> _EXERCISES_:
a) In the passage on the LIBOR scandal, what was the amount of the penalty that British and American regulators imposed on Barclays?
b) Reproduce the portion of the passage on the LIBOR scandal between "The title of" and "the bank’s shareholders.", inclusive.

> _SUPPLIED PASSAGE_:
■ ■ ■ ■ ■
A corrupt financial culture

The title of the leader in The Economist says it all: Banksters. Specifics of the manipulation of the London inter-bank offered rate (LIBOR) may be too technical for the general public, but the underlying scam is easily understood. One of Britain’s most prestigious banks has admitted to rigging a rate used as a benchmark for several trillion dollars of financial instruments – including credit cards, corporate bonds and mortgages. The US$450M penalty imposed on Barclays by British and American regulators sounds punitive, but it represents just a fortnight’s worth of Barclays’ annual profits, will be tax deductible and the ultimate loss will be borne by the bank’s shareholders.

Part of the Barclays scandal seems to have arisen from simple greed. In search of larger profits, traders got their bank to submit inaccurate estimates of their lending costs. It speaks volumes about modern banking culture that this scam went undetected, or was tolerated, in the heart of the world’s financial capital for several years. Even after the recent shocks to the global financial system, oversight bodies remain overworked and underfunded. British and American regulators sifted through mountains of data – investigations into 20 other banks are ongoing – before they could establish that rate-fixing had occurred. Barclays is in the news mainly because it agreed to co-operate. Evidence of collusion with other banks has not yet been acted upon. There remains a strong sense that other well-known banks will soon suffer comparable embarrassments.

The Economist notes that “If attempts to manipulate LIBOR were successful … this would be the biggest securities fraud in history, affecting investors and borrowers around the world.” That some of the manipulation appears to have been done in the wake of the 2008 financial crisis, possibly with the approval of British regulators, in order to maintain public confidence, complicates the story, but it hardly excuses the crime. In a three-hour grilling before British parliamentarians, Robert Diamond, former CEO of Barclays, made all the right noises. He described his bank’s behaviour as “reprehensible” and admitted that when he learned the details of the rate-fixing they made him feel “physically ill.” But a disinterested observer might be forgiven for feeling a sense of déjà vu, and for harbouring a mild suspicion that bankers have mastered the art of the strategic mea culpa.
■ ■ ■ ■ ■
Saved data entries:
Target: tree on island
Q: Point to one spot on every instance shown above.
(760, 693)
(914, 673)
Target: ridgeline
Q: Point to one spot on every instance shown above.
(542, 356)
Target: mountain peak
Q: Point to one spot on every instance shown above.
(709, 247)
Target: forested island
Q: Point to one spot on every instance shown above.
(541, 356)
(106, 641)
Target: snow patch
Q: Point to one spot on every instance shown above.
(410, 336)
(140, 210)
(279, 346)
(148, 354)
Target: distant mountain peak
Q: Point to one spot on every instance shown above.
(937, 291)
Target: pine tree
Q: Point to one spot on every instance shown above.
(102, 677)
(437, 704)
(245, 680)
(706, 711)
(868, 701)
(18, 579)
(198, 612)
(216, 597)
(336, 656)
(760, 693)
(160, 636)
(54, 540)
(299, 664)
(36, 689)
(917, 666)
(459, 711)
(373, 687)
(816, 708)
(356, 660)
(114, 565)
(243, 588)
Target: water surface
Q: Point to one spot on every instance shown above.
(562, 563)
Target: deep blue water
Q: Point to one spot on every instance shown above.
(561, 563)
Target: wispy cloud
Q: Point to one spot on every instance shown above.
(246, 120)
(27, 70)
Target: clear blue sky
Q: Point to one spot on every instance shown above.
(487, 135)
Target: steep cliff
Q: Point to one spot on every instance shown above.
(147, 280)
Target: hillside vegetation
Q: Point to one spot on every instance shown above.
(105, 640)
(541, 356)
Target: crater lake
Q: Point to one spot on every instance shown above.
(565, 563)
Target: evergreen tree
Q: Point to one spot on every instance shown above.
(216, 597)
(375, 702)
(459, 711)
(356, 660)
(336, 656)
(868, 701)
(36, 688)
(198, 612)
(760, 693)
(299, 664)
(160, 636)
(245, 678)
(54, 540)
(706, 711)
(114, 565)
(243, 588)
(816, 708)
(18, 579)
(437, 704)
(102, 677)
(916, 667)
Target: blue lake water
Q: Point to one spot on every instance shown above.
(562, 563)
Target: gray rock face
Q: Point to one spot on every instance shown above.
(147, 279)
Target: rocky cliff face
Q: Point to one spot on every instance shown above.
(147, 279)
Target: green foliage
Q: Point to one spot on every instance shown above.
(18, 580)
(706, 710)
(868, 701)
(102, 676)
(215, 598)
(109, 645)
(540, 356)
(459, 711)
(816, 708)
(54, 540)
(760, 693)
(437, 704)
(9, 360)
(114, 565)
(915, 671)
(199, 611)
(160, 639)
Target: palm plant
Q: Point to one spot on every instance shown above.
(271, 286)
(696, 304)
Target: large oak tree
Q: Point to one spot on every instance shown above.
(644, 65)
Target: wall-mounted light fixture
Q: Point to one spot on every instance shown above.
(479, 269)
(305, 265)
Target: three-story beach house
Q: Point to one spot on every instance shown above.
■ ■ ■ ■ ■
> _OUTPUTS FOR THE TASKS_:
a) US$450M

b)
The title of the leader in The Economist says it all: Banksters. Specifics of the manipulation of the London inter-bank offered rate (LIBOR) may be too technical for the general public, but the underlying scam is easily understood. One of Britain’s most prestigious banks has admitted to rigging a rate used as a benchmark for several trillion dollars of financial instruments – including credit cards, corporate bonds and mortgages. The US$450M penalty imposed on Barclays by British and American regulators sounds punitive, but it represents just a fortnight’s worth of Barclays’ annual profits, will be tax deductible and the ultimate loss will be borne by the bank’s shareholders.